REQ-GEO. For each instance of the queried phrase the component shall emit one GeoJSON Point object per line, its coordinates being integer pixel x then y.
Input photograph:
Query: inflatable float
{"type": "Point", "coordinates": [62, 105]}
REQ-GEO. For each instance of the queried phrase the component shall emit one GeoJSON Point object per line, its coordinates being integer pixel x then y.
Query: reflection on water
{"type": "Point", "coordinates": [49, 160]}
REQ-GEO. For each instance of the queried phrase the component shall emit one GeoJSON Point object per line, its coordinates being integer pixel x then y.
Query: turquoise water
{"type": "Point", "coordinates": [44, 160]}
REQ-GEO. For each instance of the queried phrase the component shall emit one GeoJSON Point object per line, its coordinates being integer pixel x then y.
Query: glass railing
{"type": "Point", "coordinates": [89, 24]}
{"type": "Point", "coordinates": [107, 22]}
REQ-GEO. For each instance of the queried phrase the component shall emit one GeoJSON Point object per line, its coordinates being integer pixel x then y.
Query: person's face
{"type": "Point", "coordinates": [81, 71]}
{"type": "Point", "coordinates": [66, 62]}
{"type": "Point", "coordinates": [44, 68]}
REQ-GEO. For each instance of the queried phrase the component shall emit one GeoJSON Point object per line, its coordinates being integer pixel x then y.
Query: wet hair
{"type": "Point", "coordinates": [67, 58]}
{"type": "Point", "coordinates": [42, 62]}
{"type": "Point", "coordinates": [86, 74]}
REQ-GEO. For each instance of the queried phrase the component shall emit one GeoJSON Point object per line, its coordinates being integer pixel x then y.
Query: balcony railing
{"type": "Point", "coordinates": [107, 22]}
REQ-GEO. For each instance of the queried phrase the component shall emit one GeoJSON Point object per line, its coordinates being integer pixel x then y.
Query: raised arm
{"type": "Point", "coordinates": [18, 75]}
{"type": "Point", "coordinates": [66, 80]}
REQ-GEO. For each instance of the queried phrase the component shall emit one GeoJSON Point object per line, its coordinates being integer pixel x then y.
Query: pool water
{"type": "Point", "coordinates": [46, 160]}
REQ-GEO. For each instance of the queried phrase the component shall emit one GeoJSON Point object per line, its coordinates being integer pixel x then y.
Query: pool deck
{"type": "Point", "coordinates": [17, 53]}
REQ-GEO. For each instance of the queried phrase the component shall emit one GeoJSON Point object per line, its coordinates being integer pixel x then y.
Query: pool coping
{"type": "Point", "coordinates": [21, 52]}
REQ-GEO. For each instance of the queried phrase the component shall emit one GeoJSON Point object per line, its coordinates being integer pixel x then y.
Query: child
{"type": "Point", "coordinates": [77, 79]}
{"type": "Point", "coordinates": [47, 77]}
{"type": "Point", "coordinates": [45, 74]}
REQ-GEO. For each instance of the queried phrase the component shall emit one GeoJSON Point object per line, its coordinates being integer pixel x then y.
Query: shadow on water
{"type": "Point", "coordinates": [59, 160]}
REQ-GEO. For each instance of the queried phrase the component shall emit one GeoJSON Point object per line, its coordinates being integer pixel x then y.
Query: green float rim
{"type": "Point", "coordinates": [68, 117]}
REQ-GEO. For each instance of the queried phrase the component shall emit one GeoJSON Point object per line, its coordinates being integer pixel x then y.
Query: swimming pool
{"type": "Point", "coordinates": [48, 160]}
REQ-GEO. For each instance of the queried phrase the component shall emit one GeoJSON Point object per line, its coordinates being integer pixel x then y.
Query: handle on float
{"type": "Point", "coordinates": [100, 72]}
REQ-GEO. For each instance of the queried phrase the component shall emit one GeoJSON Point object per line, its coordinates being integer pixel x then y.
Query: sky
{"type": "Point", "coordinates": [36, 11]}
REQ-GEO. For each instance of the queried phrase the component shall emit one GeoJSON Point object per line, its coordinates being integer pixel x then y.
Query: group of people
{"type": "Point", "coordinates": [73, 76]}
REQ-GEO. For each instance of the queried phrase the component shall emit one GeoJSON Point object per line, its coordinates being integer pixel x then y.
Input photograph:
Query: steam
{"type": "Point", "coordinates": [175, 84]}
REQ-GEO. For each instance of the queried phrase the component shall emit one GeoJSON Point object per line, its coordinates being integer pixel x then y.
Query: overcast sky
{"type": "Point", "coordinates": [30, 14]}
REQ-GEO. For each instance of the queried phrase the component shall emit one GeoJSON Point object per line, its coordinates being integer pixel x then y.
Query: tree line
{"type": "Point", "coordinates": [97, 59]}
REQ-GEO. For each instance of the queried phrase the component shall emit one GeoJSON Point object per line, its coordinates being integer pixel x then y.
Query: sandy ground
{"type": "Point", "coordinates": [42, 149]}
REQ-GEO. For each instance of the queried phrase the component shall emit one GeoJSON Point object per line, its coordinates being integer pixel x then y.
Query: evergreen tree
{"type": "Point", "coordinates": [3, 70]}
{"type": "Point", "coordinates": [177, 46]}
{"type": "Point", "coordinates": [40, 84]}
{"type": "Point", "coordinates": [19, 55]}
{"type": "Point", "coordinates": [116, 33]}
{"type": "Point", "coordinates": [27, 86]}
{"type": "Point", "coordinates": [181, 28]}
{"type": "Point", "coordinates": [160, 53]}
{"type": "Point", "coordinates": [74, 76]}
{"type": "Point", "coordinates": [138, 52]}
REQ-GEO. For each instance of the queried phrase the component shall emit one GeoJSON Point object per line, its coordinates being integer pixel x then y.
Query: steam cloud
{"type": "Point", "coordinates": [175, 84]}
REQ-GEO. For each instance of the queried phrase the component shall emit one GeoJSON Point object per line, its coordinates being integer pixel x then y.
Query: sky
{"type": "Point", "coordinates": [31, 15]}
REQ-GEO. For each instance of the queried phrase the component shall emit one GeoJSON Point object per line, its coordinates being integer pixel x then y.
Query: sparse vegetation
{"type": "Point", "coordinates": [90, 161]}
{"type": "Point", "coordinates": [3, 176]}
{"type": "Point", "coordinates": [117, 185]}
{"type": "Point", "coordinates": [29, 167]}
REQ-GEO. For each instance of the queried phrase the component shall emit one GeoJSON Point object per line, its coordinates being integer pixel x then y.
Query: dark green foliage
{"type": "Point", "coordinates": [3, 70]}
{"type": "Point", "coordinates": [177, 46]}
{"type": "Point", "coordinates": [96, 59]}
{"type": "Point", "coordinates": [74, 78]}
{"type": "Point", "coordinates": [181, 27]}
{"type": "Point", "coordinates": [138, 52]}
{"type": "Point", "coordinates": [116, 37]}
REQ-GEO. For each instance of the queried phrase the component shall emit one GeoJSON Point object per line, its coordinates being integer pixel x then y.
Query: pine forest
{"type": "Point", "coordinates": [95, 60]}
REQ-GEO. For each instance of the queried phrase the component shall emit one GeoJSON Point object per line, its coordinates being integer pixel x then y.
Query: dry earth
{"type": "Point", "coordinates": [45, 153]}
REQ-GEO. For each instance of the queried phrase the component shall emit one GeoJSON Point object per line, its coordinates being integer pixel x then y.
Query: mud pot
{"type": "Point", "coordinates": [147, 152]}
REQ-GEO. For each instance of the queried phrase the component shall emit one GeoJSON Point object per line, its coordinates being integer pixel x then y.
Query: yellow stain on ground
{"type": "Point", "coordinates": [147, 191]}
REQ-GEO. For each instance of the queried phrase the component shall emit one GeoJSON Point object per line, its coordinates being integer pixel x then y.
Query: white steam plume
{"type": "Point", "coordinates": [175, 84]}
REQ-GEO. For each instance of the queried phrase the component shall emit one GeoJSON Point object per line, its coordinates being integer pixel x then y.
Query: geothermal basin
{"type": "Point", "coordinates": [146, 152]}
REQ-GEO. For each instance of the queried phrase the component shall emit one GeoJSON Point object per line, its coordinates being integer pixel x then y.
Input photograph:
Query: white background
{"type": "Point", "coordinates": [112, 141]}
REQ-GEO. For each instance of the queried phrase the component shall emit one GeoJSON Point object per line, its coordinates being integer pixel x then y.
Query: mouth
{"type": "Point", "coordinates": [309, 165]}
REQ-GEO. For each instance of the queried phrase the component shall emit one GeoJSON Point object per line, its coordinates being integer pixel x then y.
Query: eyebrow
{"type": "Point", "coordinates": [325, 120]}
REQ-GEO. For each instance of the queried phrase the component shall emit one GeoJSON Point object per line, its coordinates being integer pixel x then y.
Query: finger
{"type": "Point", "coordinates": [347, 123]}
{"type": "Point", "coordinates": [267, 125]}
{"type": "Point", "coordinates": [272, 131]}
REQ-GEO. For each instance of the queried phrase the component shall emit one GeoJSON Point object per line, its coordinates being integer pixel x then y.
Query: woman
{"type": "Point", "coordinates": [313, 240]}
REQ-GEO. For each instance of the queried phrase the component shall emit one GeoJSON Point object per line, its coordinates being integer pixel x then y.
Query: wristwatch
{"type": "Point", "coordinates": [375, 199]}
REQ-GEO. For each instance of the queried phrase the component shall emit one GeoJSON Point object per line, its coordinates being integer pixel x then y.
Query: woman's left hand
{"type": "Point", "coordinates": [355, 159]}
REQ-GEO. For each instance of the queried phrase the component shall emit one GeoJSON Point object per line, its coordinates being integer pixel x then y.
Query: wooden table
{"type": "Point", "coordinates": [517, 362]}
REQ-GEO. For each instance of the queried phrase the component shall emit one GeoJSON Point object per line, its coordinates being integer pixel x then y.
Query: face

○ ○ ○ ○

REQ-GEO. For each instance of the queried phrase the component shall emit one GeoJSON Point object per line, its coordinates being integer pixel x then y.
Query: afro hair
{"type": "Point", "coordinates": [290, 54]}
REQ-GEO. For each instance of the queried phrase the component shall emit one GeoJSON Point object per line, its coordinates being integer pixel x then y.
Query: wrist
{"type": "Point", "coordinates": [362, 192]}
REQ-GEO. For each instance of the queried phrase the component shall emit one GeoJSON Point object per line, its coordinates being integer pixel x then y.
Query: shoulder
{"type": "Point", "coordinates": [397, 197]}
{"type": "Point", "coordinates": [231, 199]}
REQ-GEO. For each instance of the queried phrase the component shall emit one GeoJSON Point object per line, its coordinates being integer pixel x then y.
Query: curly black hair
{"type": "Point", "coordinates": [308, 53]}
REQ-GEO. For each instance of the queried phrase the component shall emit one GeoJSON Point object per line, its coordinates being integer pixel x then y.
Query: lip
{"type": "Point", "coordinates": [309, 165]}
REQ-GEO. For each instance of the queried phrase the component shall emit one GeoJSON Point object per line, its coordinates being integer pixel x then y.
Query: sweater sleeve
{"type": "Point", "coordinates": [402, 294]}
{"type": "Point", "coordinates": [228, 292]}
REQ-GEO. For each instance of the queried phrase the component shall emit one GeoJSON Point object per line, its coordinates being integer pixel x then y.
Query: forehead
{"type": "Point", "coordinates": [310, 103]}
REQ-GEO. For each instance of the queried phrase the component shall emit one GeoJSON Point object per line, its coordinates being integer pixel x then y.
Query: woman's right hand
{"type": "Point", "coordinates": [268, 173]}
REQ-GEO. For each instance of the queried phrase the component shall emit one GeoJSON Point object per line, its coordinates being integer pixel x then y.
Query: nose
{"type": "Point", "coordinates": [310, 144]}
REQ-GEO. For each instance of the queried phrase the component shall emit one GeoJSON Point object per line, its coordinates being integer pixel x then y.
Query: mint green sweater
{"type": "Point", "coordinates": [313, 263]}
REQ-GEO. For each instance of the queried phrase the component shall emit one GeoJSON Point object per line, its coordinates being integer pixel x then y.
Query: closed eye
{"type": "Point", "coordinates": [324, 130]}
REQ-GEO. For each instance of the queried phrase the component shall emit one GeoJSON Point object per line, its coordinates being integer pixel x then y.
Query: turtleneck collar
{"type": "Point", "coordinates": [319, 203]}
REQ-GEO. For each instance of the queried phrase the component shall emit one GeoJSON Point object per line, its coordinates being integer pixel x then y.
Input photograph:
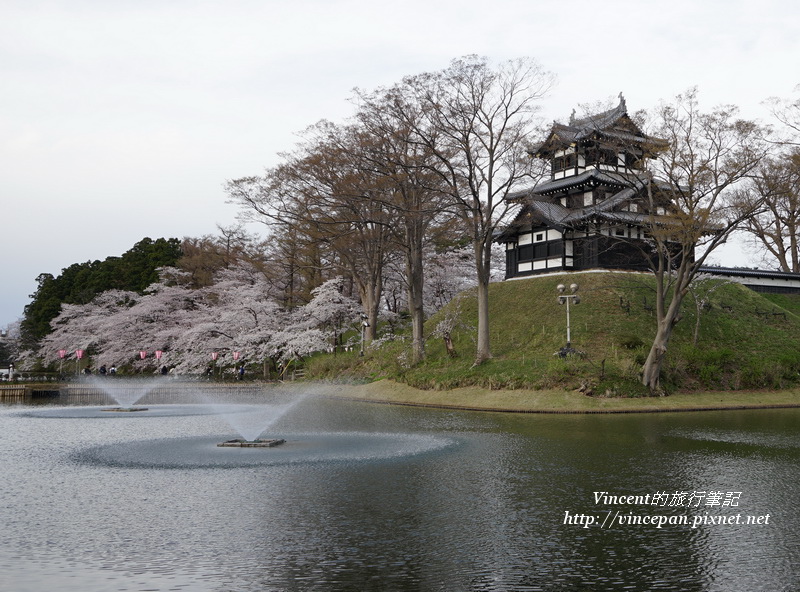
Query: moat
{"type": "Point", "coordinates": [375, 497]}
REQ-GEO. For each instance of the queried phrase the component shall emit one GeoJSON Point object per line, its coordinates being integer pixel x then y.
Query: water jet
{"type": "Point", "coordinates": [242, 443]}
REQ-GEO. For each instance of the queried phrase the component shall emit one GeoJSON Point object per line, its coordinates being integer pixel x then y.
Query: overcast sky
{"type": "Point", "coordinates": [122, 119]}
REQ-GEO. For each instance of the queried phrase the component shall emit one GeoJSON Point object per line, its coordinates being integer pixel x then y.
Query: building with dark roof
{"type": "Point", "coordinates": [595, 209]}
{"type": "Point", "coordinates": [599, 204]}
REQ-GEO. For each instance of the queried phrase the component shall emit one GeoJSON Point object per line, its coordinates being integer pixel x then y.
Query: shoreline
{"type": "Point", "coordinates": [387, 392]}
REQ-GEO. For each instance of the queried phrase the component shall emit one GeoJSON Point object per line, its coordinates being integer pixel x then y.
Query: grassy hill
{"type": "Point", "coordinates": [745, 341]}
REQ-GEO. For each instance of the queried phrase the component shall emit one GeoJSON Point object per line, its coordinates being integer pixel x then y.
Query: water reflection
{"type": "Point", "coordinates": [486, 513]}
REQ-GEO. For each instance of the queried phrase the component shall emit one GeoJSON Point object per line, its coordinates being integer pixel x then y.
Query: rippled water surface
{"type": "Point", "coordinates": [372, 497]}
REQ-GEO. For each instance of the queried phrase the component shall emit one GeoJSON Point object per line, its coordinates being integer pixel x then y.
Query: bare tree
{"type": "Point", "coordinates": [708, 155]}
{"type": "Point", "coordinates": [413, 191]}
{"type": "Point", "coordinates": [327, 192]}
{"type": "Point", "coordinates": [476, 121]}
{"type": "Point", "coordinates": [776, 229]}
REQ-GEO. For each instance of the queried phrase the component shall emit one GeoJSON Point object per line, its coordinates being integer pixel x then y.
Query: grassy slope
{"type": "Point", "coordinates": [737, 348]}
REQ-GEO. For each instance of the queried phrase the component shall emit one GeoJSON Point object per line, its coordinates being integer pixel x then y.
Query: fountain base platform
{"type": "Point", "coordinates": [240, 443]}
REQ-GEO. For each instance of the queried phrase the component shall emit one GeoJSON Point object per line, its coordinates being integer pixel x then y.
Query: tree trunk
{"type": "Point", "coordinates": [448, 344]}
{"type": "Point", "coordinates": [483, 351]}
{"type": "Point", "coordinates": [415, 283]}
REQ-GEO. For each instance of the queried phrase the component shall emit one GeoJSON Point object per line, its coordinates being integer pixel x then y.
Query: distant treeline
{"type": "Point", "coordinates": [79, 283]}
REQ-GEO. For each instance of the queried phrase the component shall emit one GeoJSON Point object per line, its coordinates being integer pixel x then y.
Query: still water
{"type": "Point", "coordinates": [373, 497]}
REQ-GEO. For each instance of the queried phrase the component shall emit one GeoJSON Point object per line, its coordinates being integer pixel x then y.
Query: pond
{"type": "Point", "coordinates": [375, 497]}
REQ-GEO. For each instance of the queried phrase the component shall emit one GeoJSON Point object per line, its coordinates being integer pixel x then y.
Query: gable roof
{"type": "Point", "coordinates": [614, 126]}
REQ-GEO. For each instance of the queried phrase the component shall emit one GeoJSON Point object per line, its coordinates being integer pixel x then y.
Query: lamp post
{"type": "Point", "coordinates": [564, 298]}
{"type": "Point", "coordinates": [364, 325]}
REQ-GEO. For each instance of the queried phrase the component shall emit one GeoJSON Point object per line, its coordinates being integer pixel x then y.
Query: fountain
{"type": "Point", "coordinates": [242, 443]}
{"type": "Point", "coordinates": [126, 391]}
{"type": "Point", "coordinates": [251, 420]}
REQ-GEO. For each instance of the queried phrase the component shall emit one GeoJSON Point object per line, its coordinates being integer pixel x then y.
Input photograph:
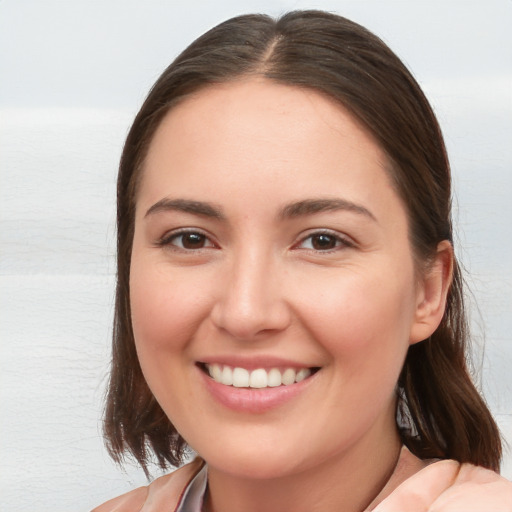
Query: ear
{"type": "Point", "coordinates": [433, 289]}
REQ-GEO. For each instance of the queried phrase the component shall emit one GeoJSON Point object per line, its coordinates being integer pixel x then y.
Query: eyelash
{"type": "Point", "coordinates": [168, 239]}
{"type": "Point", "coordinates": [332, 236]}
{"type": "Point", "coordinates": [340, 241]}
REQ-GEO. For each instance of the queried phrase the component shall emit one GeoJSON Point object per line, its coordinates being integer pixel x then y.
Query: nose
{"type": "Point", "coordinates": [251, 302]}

○ ○ ○ ○

Collect every line from the entries above that contains the string "dark". Treat uppercase and lowercase letters as different.

== Full solution ==
Query: dark green foliage
Query: building with dark roof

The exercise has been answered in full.